You are viewing a plain text version of this content. The canonical link for it is here.
Posted to user@cassandra.apache.org by Techy Teck <co...@gmail.com> on 2013/04/21 22:04:07 UTC

How to find total number of rows in Cassandra databaase?

I have inserted 1000 rows in Cassandra database. Now I am trying to find
out how many rows have been inserted in Cassandra database using the CLI
mode.


In rdbms, I can do this sql-

*       SELECT count(*) from TABLE;*

And this will give me total count for that table;

How to do the same thing in Cassandra database?

I am running Cassandra 1.2.3

Re: How to find total number of rows in Cassandra databaase?

Posted by aaron morton <aa...@thelastpickle.com>.
cassandra-cli has some good online help.

There are no features to count rows as cassandra does not count them, but it it's only 1,000 try using list;

You can also see the number of rows by using nodetool cfstats. 

Cheers

-----------------
Aaron Morton
Freelance Cassandra Consultant
New Zealand

@aaronmorton
http://www.thelastpickle.com

On 23/04/2013, at 6:50 PM, Techy Teck <co...@gmail.com> wrote:

> Is there any way to see how many rows are there using CLI mode? If I don't want to use CQL mode.
> 
> 
> On Mon, Apr 22, 2013 at 12:13 AM, Nikolay Mihaylov <nm...@nmmm.nu> wrote:
> Hi
> 
> it is very important to know that counting rows is very very very expensive.
> here is my 5 cents - 
> 
> in one of my early projects we made separate column family, with just single row.
> we inserted each row key from other CF on this row as column key.
> 
> then once a day or who, we did get_count().
> 
> however because get_count() became way too slow,
> we have split the keys on several rows - e.g. on 1024 rows.
> it is still way too slow, but we do not need it to be realtime.
> 
> in our "second" project we decided to use cassandra counters.
> however in order to be distinct, we need to read before write.
> this degrade insert performance, so we did special CF with hashesh and other stuff.
> insert performance is still slow. 2 sec or something for 500-600 counters
> (note single insert is OK, but we need to do 500-600 per batch, and 100-200 batches per second).
> 
> finally we have researched about probabilistic counters and we decided to use these.
> we also decided to make the project in Python, and we did not do proper tests yes.
> 
> this is our final "take", it uses modified hyper log log, so we do not need to read at all.

▶ _Dataset_
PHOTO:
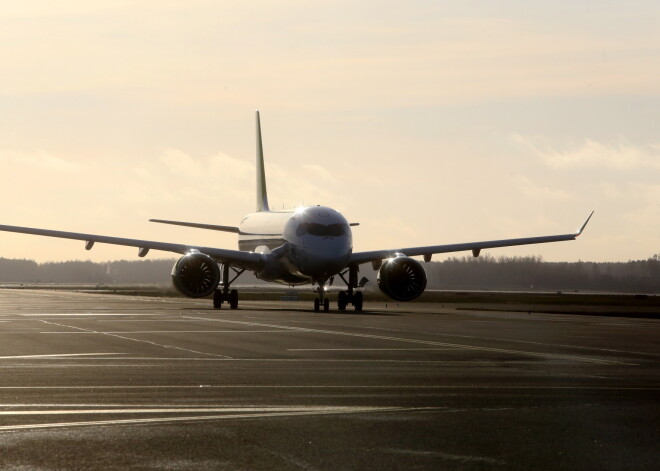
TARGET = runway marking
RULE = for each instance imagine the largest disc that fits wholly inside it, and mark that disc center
(57, 355)
(351, 386)
(89, 314)
(368, 350)
(259, 412)
(176, 410)
(168, 332)
(141, 341)
(531, 342)
(424, 342)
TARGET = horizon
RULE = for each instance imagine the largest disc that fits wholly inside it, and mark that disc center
(427, 124)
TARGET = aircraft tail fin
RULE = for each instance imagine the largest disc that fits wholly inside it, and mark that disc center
(262, 193)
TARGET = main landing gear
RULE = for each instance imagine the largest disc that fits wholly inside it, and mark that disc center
(223, 293)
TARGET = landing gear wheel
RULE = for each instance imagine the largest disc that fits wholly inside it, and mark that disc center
(357, 301)
(342, 302)
(217, 299)
(233, 299)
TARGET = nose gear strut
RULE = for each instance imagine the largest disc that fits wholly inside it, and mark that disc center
(225, 294)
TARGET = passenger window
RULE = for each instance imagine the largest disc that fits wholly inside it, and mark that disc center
(335, 230)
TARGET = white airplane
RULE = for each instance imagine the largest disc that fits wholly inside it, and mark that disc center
(309, 245)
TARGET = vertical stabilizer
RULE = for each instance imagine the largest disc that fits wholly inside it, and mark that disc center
(262, 193)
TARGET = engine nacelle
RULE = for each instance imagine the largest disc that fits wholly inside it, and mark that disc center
(402, 278)
(196, 275)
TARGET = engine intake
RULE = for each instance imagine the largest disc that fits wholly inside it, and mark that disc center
(402, 278)
(196, 275)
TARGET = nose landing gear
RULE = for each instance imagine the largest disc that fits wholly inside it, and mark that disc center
(225, 294)
(351, 297)
(321, 300)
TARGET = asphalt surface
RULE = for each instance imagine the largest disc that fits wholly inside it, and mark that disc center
(112, 382)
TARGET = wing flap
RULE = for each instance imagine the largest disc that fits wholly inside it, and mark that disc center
(364, 257)
(235, 257)
(212, 227)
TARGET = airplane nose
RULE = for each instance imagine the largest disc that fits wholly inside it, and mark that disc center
(326, 260)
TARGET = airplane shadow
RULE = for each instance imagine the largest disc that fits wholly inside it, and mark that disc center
(320, 313)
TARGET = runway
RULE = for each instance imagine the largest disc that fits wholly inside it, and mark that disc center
(114, 382)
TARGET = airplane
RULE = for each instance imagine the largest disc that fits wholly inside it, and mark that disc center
(307, 245)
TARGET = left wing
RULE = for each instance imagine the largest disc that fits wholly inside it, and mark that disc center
(249, 260)
(364, 257)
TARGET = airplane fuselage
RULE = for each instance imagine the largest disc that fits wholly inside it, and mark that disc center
(310, 244)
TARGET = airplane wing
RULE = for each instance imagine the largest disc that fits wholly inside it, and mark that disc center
(239, 258)
(213, 227)
(364, 257)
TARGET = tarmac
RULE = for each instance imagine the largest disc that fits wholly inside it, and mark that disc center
(114, 383)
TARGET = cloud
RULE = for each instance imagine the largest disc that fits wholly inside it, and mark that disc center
(533, 189)
(619, 155)
(36, 159)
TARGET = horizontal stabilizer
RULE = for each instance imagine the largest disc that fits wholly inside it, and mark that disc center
(198, 226)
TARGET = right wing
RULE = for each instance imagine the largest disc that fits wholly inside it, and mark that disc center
(213, 227)
(375, 255)
(248, 260)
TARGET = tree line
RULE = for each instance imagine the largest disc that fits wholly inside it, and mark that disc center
(457, 273)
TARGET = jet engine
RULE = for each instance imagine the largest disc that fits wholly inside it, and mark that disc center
(402, 278)
(196, 275)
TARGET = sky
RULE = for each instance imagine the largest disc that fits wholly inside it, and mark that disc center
(426, 122)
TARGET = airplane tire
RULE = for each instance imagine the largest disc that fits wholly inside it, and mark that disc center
(233, 299)
(357, 301)
(217, 299)
(342, 302)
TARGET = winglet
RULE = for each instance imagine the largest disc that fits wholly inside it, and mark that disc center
(584, 225)
(262, 194)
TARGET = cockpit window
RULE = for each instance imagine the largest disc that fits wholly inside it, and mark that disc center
(321, 230)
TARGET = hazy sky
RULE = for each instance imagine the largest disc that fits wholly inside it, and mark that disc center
(427, 122)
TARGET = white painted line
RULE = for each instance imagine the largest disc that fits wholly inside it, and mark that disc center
(169, 332)
(195, 418)
(369, 349)
(87, 314)
(140, 341)
(57, 355)
(351, 386)
(424, 342)
(183, 410)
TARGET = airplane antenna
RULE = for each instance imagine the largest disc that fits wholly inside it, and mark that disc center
(262, 193)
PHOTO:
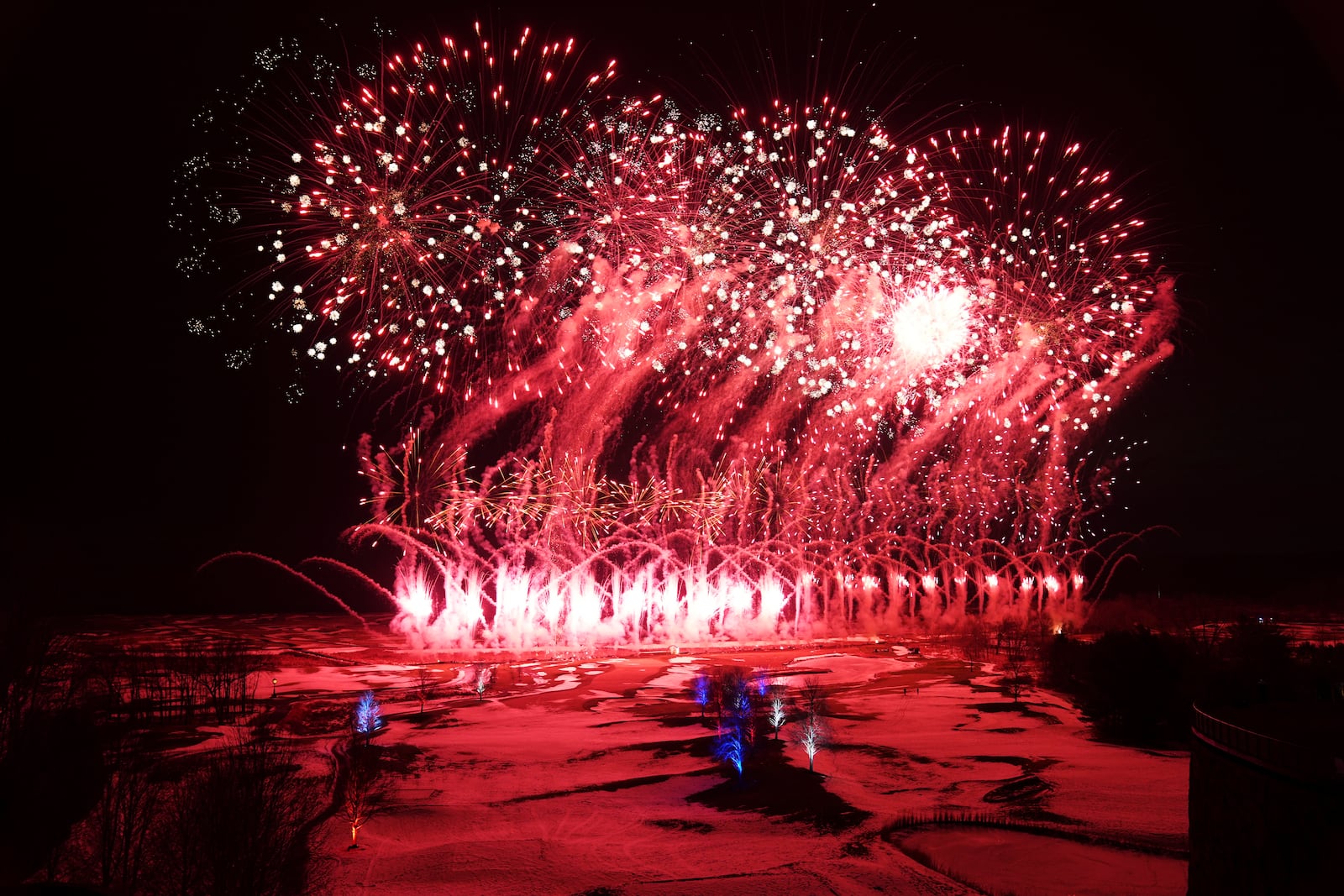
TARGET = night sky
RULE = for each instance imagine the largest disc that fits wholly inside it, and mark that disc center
(138, 453)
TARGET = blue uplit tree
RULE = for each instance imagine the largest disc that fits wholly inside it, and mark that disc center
(369, 716)
(730, 748)
(701, 691)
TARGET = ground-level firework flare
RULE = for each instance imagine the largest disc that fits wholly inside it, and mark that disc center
(682, 376)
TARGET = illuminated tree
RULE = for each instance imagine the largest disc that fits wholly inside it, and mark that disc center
(701, 691)
(779, 714)
(369, 716)
(812, 735)
(481, 676)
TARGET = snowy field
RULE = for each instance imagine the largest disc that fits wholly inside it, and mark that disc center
(593, 774)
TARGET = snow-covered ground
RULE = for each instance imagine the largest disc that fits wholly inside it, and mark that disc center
(589, 774)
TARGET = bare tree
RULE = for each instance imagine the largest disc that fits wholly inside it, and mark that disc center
(1015, 642)
(423, 687)
(813, 696)
(779, 711)
(123, 820)
(360, 788)
(481, 678)
(241, 824)
(812, 734)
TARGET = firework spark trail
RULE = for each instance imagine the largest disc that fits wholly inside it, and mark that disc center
(759, 375)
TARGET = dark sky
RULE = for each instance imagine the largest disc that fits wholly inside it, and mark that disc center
(139, 454)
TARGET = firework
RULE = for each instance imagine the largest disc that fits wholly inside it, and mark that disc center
(694, 376)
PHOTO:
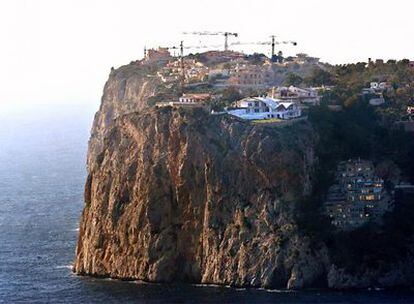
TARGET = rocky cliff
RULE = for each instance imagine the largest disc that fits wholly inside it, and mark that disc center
(181, 195)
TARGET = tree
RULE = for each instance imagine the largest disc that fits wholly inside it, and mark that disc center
(319, 77)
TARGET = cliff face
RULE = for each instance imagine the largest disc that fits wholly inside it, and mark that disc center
(180, 195)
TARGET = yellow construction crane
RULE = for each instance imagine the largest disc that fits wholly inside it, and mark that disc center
(207, 33)
(272, 42)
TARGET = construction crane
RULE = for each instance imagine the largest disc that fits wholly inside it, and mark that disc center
(273, 43)
(206, 33)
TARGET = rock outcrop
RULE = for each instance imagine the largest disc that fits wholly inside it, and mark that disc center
(181, 195)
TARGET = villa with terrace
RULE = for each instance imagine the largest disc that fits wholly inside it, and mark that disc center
(254, 108)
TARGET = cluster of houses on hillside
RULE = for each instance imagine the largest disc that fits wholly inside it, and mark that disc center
(222, 69)
(375, 92)
(253, 108)
(281, 103)
(357, 196)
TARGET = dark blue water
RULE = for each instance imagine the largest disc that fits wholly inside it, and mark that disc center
(42, 173)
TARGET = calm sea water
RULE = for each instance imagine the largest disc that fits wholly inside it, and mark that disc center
(42, 173)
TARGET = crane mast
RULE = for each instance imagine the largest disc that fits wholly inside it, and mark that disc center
(206, 33)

▶ _Given request_
Can you pick up the mailing-list thread on counting rows in Cassandra after its last sentence and carry it on?

▶ _Result of this task_
> 
> https://github.com/nmmmnu/CubicHyperLogLog
> 
> we tested the library very well, but not with real live data.
> version for Redis is included too for easy testing.
> 
> Nikolay.
> 
> 
> 
> 
> 
> On Mon, Apr 22, 2013 at 2:19 AM, Utkarsh Sengar <ut...@gmail.com> wrote:
> Difference b/w cqlsh and cli is documented by the datastax guys here nicely: http://www.datastax.com/support-forums/topic/cli-vs-cql
> 
> Thanks,
> -Utkarsh
> 
> 
> On Sun, Apr 21, 2013 at 1:39 PM, Techy Teck <co...@gmail.com> wrote:
> Yeah it helps a lot. I always have this doubt with me. What is the difference between CLI and CQL?
> 
> 
> 
> On Sun, Apr 21, 2013 at 1:30 PM, Utkarsh Sengar <ut...@gmail.com> wrote:
> Using cqlsh you can do:
> 
> SELECT COUNT(*) FROM columnfamily LIMIT 5000;
> 
> Does that help?
> 
> Read more: http://www.datastax.com/docs/1.0/references/cql/SELECT
> 
> Thanks,
> -Utkarsh
> 
> 
> 
> On Sun, Apr 21, 2013 at 1:04 PM, Techy Teck <co...@gmail.com> wrote:
> I have inserted 1000 rows in Cassandra database. Now I am trying to find out how many rows have been inserted in Cassandra database using the CLI mode.
> 
> 
> In rdbms, I can do this sql-
> 
>        SELECT count(*) from TABLE;
> 
> And this will give me total count for that table;
> 
> How to do the same thing in Cassandra database?
> 
> I am running Cassandra 1.2.3
> 
> 
> 
> -- 
> Thanks,
> -Utkarsh
> 
> 
> 
> 
> -- 
> Thanks,
> -Utkarsh
> 
> 


Re: How to find total number of rows in Cassandra databaase?

Posted by Techy Teck <co...@gmail.com>.
Is there any way to see how many rows are there using CLI mode? If I don't
want to use CQL mode.


On Mon, Apr 22, 2013 at 12:13 AM, Nikolay Mihaylov <nm...@nmmm.nu> wrote:

> Hi
>
> it is very important to know that counting rows is very very
> very expensive.
> here is my 5 cents -
>
> in one of my early projects we made separate column family, with just
> single row.
> we inserted each row key from other CF on this row as column key.
>
> then once a day or who, we did get_count().
>
> however because get_count() became way too slow,
> we have split the keys on several rows - e.g. on 1024 rows.
> it is still way too slow, but we do not need it to be realtime.
>
> in our "second" project we decided to use cassandra counters.
> however in order to be distinct, we need to read before write.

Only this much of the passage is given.